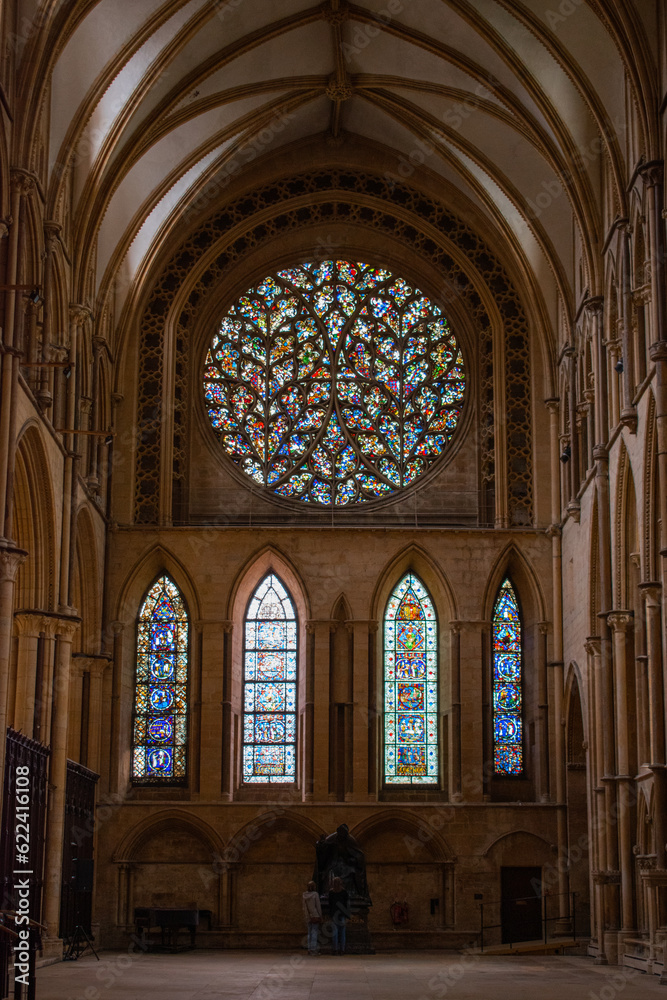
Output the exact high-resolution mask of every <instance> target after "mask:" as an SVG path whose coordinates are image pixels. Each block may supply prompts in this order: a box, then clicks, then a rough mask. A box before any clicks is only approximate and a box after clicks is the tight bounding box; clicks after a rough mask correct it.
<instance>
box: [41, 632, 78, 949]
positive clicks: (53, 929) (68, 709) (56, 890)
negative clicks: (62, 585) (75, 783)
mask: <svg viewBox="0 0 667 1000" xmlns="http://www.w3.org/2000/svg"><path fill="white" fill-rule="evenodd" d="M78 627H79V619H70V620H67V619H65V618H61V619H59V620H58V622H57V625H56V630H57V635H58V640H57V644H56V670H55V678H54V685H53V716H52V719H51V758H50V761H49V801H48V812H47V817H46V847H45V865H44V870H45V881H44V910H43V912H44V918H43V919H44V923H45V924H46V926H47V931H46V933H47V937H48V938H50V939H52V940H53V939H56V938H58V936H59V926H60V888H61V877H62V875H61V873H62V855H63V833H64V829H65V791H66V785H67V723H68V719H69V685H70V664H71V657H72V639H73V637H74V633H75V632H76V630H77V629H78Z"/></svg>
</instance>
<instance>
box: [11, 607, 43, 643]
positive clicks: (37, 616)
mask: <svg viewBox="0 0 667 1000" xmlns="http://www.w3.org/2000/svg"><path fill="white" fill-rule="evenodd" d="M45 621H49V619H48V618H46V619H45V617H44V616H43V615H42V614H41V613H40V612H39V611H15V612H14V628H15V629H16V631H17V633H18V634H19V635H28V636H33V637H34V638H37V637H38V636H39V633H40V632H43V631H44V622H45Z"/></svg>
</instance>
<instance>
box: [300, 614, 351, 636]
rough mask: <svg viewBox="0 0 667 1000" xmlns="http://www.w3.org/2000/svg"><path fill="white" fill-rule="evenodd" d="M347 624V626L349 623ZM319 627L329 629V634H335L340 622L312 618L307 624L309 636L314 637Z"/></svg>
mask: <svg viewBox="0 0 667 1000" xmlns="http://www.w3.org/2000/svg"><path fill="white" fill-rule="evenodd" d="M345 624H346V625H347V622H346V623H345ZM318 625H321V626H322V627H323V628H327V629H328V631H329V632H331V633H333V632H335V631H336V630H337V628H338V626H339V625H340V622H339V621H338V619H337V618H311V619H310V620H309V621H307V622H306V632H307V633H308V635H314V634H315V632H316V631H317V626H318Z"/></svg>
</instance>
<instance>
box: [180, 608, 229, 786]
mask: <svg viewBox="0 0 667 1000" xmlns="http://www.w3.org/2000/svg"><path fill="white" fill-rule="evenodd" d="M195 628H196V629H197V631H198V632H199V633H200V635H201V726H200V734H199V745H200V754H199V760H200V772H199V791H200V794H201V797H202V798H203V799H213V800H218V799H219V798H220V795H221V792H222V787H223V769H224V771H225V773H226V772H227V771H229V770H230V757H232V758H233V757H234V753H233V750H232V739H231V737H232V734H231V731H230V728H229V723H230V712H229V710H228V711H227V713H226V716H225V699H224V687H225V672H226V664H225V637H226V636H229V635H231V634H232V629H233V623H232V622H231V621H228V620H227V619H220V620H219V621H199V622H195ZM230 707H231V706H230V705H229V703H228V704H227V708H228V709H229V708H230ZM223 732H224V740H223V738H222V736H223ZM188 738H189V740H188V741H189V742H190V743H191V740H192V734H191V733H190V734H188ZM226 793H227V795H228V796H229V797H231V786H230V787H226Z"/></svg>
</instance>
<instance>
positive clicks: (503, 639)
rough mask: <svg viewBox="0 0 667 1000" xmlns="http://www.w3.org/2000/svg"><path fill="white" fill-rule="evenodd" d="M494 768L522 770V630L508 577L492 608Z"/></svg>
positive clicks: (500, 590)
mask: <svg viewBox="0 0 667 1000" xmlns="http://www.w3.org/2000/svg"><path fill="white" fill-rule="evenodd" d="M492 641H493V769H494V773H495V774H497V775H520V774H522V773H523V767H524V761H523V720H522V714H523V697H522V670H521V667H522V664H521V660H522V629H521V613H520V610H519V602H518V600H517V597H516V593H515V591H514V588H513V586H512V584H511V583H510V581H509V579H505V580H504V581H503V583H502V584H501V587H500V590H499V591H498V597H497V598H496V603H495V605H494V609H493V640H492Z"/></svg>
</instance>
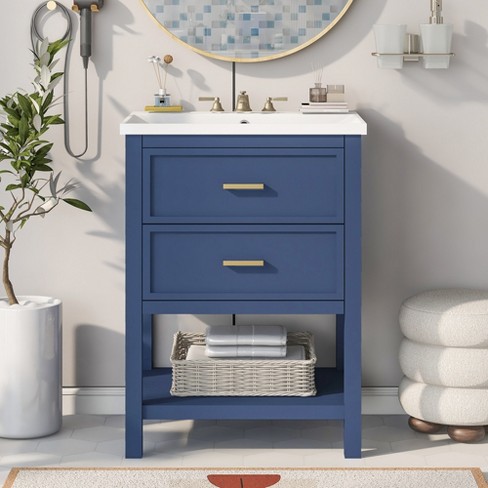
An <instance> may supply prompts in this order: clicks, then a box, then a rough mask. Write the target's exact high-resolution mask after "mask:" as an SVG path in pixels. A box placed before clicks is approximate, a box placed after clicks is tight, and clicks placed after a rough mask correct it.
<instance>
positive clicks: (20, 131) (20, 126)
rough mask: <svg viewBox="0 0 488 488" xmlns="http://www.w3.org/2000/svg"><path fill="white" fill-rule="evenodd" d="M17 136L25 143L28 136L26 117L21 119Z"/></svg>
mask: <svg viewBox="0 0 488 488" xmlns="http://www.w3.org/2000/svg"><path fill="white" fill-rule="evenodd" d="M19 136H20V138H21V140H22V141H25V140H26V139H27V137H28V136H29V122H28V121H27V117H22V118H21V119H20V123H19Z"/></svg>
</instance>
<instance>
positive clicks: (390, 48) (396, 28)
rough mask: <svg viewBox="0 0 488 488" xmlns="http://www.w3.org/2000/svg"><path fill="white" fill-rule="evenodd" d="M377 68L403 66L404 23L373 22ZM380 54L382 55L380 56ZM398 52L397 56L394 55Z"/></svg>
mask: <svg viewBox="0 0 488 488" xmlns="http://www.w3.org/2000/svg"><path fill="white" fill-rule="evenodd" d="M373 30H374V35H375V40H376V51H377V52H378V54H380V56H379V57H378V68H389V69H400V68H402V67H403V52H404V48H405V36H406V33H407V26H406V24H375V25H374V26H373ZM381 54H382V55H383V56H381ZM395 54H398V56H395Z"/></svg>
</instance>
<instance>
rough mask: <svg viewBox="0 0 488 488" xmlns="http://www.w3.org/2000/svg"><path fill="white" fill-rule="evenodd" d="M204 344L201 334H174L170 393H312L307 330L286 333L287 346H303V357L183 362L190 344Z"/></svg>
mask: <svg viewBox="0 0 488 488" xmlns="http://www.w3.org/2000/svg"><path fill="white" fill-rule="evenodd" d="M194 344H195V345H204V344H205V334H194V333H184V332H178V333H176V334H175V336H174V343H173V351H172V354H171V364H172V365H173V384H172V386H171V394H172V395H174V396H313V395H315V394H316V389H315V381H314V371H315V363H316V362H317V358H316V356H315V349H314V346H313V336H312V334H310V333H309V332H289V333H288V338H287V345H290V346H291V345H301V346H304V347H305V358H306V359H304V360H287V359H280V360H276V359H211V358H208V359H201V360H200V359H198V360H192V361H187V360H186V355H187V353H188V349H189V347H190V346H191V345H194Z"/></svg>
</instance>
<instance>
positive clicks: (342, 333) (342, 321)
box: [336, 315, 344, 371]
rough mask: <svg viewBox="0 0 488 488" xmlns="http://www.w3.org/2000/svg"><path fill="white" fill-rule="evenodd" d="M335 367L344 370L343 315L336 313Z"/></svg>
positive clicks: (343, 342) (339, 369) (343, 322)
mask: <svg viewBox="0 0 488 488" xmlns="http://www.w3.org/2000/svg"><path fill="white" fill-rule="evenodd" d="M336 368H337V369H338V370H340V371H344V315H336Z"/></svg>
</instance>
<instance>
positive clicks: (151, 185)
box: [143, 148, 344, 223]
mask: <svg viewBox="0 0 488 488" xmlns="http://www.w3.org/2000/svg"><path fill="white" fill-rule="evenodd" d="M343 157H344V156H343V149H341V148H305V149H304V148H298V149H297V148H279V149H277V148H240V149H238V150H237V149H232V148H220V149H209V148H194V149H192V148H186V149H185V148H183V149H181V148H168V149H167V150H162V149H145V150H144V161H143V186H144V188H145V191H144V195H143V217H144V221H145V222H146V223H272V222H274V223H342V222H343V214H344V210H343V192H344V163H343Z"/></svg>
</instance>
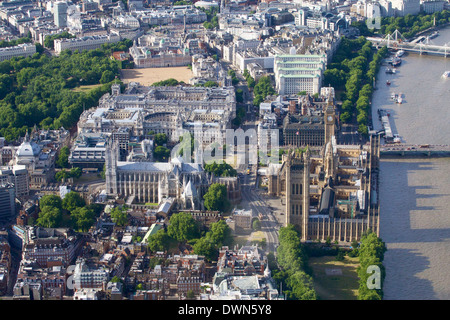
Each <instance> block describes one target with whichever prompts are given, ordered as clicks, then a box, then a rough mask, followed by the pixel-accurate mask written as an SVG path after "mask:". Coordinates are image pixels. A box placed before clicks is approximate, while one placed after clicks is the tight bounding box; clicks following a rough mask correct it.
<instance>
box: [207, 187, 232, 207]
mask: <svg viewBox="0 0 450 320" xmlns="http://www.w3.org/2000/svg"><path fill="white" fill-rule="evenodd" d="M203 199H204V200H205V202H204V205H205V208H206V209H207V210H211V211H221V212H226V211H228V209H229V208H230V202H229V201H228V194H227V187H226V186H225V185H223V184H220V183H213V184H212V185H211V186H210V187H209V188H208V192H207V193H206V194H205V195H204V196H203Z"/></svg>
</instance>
───
## [Problem]
How many lines in the entries above contain the word "block"? Reply with the number alone.

## [Output]
2